Put every line of the data below into a Markdown table with the columns "n" and "Line," numbering each row and leaving out blank lines. Leave the pictures out of the answer.

## Excerpts of location labeling data
---------------

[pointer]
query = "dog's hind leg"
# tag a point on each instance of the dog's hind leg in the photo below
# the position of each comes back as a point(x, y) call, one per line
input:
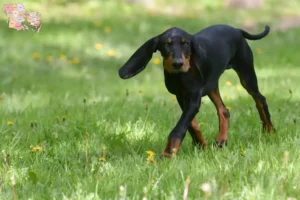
point(223, 115)
point(193, 128)
point(245, 69)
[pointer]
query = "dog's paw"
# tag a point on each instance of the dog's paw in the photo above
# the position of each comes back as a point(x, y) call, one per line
point(221, 144)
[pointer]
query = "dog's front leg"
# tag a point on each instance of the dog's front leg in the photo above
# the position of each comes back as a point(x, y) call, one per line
point(176, 136)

---------------

## Finished answer
| n | Line |
|---|---|
| 1 | [pointer] |
| 2 | query = "dog's hind leg" |
| 3 | # tag a point on each instance of the dog's hind leg in the photo below |
| 4 | # the position of each comes back as a point(x, y) call, one per line |
| 5 | input: |
| 6 | point(223, 115) |
| 7 | point(193, 128) |
| 8 | point(245, 69) |
| 9 | [pointer] |
| 10 | query = "dog's paw" |
| 11 | # tag a point on each instance of the dog's paw in the photo above |
| 12 | # the position of each comes back as a point(x, y) call, one per line |
| 13 | point(221, 144) |
| 14 | [pointer] |
| 15 | query = "dog's front leg" |
| 16 | # tag a point on each instance of the dog's front leg in the photo above |
| 17 | # the position of each comes back as a point(x, y) call, one per line |
| 18 | point(176, 136) |